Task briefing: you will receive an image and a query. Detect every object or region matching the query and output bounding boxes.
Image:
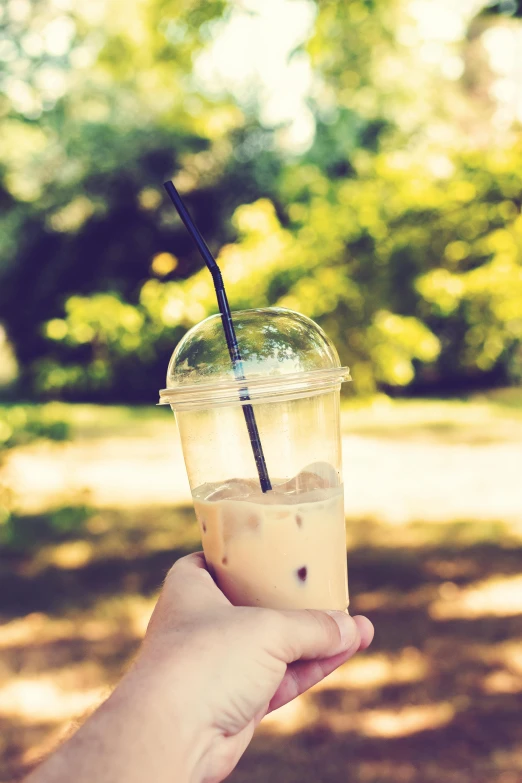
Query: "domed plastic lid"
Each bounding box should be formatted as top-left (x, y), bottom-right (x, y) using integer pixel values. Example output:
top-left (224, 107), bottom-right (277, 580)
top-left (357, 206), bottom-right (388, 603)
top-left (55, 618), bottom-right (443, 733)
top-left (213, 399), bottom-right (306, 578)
top-left (158, 307), bottom-right (350, 410)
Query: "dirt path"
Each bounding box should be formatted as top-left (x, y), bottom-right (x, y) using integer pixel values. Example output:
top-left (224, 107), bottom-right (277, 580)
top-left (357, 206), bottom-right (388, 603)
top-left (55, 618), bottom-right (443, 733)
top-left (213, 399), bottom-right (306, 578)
top-left (5, 428), bottom-right (522, 526)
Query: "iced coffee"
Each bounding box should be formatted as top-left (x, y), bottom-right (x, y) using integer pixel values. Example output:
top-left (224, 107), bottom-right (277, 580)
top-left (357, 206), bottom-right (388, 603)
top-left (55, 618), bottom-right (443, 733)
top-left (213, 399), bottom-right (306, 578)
top-left (193, 462), bottom-right (348, 610)
top-left (159, 307), bottom-right (351, 611)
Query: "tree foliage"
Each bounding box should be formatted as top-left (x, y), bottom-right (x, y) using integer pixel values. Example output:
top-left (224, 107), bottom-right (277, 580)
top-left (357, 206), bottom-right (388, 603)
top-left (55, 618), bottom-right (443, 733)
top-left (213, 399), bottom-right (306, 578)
top-left (0, 0), bottom-right (521, 400)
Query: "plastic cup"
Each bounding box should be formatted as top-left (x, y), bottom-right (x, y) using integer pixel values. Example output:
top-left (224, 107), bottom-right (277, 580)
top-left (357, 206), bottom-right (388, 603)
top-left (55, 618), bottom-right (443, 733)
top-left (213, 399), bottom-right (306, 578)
top-left (159, 307), bottom-right (350, 611)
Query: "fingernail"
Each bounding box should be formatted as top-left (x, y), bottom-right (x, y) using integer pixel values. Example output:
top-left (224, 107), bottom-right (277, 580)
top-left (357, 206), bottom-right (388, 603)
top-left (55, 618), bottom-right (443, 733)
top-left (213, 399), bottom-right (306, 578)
top-left (325, 610), bottom-right (358, 649)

:::

## Problem
Copy out every line in the entries above that holds "plastic".

## Response
Query: "domed plastic lid"
Query: "plastic cup"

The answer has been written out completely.